Excerpts from point annotation data
⟨

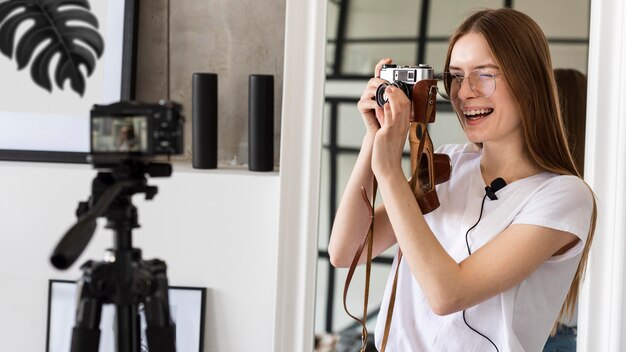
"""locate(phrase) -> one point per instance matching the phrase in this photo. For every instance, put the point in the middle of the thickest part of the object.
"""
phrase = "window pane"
(446, 15)
(375, 18)
(558, 18)
(361, 58)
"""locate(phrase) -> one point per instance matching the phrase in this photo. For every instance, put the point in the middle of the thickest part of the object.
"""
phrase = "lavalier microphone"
(495, 186)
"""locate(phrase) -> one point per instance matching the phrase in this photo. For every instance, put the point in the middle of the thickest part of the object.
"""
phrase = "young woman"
(502, 284)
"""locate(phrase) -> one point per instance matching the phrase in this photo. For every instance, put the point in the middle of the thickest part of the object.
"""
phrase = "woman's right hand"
(370, 111)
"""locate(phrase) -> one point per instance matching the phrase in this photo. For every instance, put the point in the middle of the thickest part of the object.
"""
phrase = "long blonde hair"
(521, 50)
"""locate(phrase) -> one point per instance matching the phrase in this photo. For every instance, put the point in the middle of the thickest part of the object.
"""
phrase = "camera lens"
(381, 98)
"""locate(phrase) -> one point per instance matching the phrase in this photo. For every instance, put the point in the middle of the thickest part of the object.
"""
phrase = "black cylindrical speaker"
(261, 123)
(204, 120)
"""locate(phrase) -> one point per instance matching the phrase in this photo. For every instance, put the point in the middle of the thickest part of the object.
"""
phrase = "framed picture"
(187, 305)
(57, 59)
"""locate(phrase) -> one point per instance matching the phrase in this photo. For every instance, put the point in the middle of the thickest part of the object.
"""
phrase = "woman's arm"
(352, 218)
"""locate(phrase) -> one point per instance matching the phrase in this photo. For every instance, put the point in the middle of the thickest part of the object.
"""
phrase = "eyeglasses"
(481, 82)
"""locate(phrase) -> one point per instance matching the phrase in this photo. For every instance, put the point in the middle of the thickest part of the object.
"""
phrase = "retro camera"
(136, 130)
(403, 77)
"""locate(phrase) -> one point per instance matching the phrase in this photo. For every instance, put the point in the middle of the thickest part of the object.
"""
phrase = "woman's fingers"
(398, 106)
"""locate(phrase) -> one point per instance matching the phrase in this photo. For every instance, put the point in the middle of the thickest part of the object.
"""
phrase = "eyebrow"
(477, 67)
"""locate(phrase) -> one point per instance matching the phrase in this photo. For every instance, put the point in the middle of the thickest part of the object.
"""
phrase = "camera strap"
(428, 169)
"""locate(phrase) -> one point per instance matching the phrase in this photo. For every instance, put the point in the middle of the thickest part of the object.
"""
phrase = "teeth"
(477, 112)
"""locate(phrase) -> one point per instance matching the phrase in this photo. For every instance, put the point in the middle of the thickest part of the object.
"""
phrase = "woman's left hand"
(391, 137)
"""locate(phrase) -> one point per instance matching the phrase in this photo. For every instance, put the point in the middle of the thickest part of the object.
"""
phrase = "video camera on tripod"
(126, 138)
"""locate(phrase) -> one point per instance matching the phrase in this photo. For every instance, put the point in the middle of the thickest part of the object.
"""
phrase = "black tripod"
(123, 278)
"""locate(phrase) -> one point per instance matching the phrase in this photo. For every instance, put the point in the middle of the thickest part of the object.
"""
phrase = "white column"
(602, 311)
(303, 101)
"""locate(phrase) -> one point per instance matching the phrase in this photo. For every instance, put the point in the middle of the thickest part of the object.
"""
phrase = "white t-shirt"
(518, 319)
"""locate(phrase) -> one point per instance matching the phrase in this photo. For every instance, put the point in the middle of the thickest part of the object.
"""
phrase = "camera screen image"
(115, 134)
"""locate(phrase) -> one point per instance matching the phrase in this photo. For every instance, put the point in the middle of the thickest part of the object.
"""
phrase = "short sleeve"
(563, 203)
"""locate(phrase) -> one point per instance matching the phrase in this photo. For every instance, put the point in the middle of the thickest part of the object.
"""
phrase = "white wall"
(215, 229)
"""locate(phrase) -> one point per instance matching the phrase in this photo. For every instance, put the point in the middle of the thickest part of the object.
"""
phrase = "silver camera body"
(403, 77)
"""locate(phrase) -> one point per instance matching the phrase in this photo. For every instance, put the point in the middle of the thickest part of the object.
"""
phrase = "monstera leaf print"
(63, 28)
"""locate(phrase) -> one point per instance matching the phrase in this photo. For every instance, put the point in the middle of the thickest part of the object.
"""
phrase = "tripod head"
(112, 190)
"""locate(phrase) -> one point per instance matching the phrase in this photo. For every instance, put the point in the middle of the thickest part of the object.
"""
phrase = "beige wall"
(231, 38)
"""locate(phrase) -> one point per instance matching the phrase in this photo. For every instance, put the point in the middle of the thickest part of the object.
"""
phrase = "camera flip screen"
(115, 134)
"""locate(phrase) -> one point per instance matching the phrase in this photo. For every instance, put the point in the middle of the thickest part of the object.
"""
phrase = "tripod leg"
(86, 332)
(127, 327)
(160, 331)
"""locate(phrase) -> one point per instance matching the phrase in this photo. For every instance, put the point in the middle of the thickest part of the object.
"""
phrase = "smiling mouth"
(476, 114)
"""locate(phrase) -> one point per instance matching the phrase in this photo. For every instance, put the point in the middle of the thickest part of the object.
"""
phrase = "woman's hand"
(370, 111)
(390, 139)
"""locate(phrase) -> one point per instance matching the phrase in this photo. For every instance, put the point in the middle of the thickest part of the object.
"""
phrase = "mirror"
(359, 33)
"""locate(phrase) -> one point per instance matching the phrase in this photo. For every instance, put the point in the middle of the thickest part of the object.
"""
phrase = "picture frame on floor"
(187, 308)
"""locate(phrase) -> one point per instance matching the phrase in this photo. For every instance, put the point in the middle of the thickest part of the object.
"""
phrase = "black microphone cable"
(490, 191)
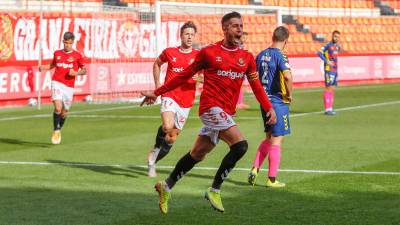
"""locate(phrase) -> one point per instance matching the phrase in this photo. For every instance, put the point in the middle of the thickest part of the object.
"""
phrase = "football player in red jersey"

⟩

Locate every line in the items above that contains the string "hand", treating uppercase and lowercase as different, and copy each of those lines.

*Output of the task:*
phrase = "woman's right hand"
phrase = "woman's left hand"
phrase = "woman's hand"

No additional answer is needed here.